Objective - Please set out every item below as a JSON list of strings, one string for each line, with blank lines left out.

# Data extract start

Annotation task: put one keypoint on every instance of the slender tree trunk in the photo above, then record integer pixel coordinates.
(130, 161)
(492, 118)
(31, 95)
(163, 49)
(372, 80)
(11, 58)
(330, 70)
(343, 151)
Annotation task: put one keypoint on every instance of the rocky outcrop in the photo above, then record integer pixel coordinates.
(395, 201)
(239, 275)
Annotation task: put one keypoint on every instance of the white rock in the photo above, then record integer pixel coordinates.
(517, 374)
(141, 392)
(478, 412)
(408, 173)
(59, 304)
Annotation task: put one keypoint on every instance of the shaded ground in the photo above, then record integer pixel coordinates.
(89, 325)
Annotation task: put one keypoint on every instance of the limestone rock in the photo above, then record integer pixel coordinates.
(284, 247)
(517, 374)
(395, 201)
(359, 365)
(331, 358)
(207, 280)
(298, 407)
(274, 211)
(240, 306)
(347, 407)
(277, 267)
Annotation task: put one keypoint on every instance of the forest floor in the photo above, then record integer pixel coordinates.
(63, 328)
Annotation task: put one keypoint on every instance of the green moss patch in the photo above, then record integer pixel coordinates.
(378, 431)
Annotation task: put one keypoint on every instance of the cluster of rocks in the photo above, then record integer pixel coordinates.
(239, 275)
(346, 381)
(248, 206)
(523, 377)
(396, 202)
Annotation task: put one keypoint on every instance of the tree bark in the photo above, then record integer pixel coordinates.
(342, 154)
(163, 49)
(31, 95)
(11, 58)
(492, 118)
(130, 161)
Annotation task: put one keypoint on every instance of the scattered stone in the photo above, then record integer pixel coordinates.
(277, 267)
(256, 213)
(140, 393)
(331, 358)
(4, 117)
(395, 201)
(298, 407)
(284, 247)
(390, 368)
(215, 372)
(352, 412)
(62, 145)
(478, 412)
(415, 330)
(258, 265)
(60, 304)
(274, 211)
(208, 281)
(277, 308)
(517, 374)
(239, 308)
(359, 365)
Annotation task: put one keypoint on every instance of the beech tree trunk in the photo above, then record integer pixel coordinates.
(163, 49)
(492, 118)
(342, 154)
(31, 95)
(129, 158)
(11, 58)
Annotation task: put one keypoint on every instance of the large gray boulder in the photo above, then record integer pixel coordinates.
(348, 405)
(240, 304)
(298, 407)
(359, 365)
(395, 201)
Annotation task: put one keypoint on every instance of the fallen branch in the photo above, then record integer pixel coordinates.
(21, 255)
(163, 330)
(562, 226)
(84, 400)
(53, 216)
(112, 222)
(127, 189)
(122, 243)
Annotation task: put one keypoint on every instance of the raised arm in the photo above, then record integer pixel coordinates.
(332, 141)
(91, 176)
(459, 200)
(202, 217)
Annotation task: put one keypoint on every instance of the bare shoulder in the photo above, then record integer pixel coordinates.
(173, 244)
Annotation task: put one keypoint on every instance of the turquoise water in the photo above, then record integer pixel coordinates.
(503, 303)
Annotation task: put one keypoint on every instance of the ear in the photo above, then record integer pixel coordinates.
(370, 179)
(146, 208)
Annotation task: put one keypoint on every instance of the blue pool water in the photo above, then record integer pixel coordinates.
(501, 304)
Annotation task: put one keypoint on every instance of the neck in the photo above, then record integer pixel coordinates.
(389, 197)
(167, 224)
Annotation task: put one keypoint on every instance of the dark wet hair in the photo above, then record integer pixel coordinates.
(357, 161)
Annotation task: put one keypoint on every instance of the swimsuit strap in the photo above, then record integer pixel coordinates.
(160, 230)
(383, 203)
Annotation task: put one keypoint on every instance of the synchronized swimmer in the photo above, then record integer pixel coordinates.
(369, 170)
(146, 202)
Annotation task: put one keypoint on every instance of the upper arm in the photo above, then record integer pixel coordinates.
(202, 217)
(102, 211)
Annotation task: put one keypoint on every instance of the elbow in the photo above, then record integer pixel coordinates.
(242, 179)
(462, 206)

# Data extract end

Written solution -
[
  "Annotation task: put one keypoint on every instance of the slender tree trunk in the photo above, then record integer pixel coordinates.",
  "(130, 161)",
  "(492, 118)",
  "(31, 95)",
  "(163, 49)",
  "(372, 80)",
  "(11, 58)",
  "(330, 70)",
  "(343, 151)",
  "Annotation task: put one keypoint on every instance of the rocky outcrop in the photo above, then record integer pixel coordinates.",
  "(395, 201)",
  "(239, 275)",
  "Annotation task: put one keypoint on every instance of the white rock in the photo above, then record integer pixel coordinates.",
  "(517, 374)",
  "(141, 392)",
  "(478, 412)",
  "(408, 173)",
  "(59, 304)",
  "Annotation task: put one keypoint on every instance of the shaded ground in the photo above, then record integer pixel coordinates.",
  "(89, 325)",
  "Annotation task: put one keypoint on every instance of the limestone rock in the photo above, then record integer pixel coordinates.",
  "(284, 247)",
  "(517, 374)",
  "(395, 201)",
  "(359, 365)",
  "(331, 358)",
  "(207, 280)",
  "(298, 407)",
  "(274, 211)",
  "(240, 306)",
  "(347, 407)",
  "(277, 267)",
  "Annotation task: put one keypoint on every instance of the forest floor in the photo above, then record integer pixel coordinates.",
  "(63, 328)",
  "Annotation task: put one keypoint on every instance of the green moss patch in the photo above, then record integer pixel coordinates.",
  "(378, 431)",
  "Annotation task: put one keypoint on every instance of the cluster of rocks in the photo above, then record integer pixel coordinates.",
  "(239, 275)",
  "(346, 381)",
  "(248, 206)",
  "(523, 377)",
  "(396, 202)",
  "Annotation task: put one keypoint on every instance of the tree bark in the photo above, then record integer pixel coordinates.",
  "(342, 154)",
  "(163, 49)",
  "(31, 95)",
  "(11, 58)",
  "(492, 118)",
  "(130, 161)",
  "Annotation task: put one keypoint on every instance of the scattered stone in the photo above, then record integer pixel coordinates.",
  "(277, 267)",
  "(256, 213)",
  "(140, 393)",
  "(331, 358)",
  "(4, 117)",
  "(395, 201)",
  "(298, 407)",
  "(284, 247)",
  "(390, 368)",
  "(215, 372)",
  "(352, 412)",
  "(62, 145)",
  "(478, 412)",
  "(415, 330)",
  "(258, 265)",
  "(60, 304)",
  "(274, 211)",
  "(208, 281)",
  "(277, 308)",
  "(517, 374)",
  "(239, 308)",
  "(359, 365)",
  "Annotation task: put one keypoint on every instance of the beech tree trunk in the photo above, then record integer pixel coordinates.",
  "(163, 49)",
  "(492, 118)",
  "(342, 154)",
  "(31, 95)",
  "(129, 158)",
  "(11, 58)",
  "Annotation task: put one keypoint on every instance of the large gray boulder in the photo above, then record integer pixel coordinates.",
  "(348, 405)",
  "(240, 304)",
  "(298, 407)",
  "(359, 365)",
  "(395, 201)",
  "Annotation task: put one keypoint on every instance of the fallen branch in the photo above, then record integer pixel coordinates.",
  "(21, 255)",
  "(163, 330)",
  "(562, 226)",
  "(84, 400)",
  "(53, 216)",
  "(112, 222)",
  "(127, 189)",
  "(122, 243)",
  "Annotation task: put one keypoint on every instance of the raised arm in the photo above, then record integer pixel coordinates.",
  "(332, 141)",
  "(91, 176)",
  "(459, 200)",
  "(202, 217)",
  "Annotation task: put one keypoint on every instance of the bare shoulder in the photo above, then record integer pixel coordinates.",
  "(173, 244)",
  "Annotation task: put one keypoint on every instance of the turquoise water in the photo above, then record integer pixel coordinates.",
  "(503, 303)",
  "Annotation task: put one keypoint on every instance of the ear in the photo above, then record integer pixel coordinates.",
  "(370, 179)",
  "(146, 208)",
  "Annotation task: put one keypoint on every instance of the blue pool water in the photo above, then record integer pixel coordinates.",
  "(501, 304)",
  "Annotation task: put one keypoint on every instance of the neck in the photo above, then record integer pixel coordinates.",
  "(389, 197)",
  "(167, 224)",
  "Annotation task: put one keypoint on every instance of the dark wet hair in the photo above, then record integer pixel coordinates.",
  "(357, 161)",
  "Annotation task: put one keypoint on every instance of the swimsuit strap in the photo above, then record integer pixel coordinates.",
  "(160, 230)",
  "(383, 203)",
  "Annotation task: put one keypoint on every instance of the synchronized swimmer in the photo above, then record integer pixel coordinates.",
  "(369, 170)",
  "(146, 202)",
  "Annotation task: put one keypoint on every instance of the upper arm in the photo above, then record integer pixel coordinates.",
  "(202, 217)",
  "(102, 211)",
  "Annotation task: put one keypoint on every instance of the elbow in the photo above, then record integer pixel coordinates.",
  "(242, 179)",
  "(462, 206)"
]